### Aim
Copy the entries below word for word, beginning at the line that contains "Find the short" and ending with the last line of the entries, both ends included.

### Extracted information

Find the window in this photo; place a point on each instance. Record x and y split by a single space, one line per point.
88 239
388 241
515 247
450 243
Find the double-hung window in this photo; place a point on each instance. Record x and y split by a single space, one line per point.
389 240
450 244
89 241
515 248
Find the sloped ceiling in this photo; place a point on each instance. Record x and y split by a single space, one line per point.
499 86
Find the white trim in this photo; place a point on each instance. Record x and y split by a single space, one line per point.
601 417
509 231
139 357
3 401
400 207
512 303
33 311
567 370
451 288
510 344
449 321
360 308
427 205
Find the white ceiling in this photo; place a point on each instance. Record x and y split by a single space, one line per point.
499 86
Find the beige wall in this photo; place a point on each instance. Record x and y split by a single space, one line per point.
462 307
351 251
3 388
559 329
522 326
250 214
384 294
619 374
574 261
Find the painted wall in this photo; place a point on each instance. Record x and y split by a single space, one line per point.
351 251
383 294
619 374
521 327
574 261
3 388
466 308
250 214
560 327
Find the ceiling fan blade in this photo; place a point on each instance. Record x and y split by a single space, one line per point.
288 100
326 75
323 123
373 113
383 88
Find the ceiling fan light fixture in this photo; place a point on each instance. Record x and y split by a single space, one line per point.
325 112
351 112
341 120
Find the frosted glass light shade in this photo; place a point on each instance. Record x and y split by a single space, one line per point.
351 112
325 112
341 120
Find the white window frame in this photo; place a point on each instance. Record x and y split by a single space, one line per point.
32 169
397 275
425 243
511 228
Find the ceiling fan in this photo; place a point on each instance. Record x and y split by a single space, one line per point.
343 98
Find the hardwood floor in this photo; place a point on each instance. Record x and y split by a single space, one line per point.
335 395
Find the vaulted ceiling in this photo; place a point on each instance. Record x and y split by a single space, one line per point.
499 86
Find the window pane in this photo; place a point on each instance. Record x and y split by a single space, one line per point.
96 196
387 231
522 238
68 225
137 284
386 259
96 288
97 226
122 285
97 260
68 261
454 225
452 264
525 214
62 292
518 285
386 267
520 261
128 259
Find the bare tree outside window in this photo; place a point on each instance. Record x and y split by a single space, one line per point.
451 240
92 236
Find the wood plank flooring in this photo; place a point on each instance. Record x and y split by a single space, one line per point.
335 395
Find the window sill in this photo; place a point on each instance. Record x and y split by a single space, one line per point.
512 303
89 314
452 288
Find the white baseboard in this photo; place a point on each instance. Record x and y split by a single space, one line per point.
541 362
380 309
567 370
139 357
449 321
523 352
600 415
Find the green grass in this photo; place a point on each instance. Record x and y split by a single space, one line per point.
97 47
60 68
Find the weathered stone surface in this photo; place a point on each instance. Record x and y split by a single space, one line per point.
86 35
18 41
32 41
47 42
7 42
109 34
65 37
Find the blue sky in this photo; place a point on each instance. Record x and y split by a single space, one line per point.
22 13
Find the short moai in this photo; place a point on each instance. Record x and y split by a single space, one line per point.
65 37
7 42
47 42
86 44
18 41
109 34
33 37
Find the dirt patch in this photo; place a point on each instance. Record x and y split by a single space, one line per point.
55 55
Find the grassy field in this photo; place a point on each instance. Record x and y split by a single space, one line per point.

### Reply
Find the short moai in this photo; place a point on each instance. Record x and y split by a single space, one line per point.
65 37
7 42
47 42
86 44
18 41
109 34
33 37
Find the dirt patch in this photo; place a point on each instance. Record x and y split by a single space, one line per point.
55 55
Find the grassy field in this photo; place a point on each instance. Record x and y split by a single space, one line per point.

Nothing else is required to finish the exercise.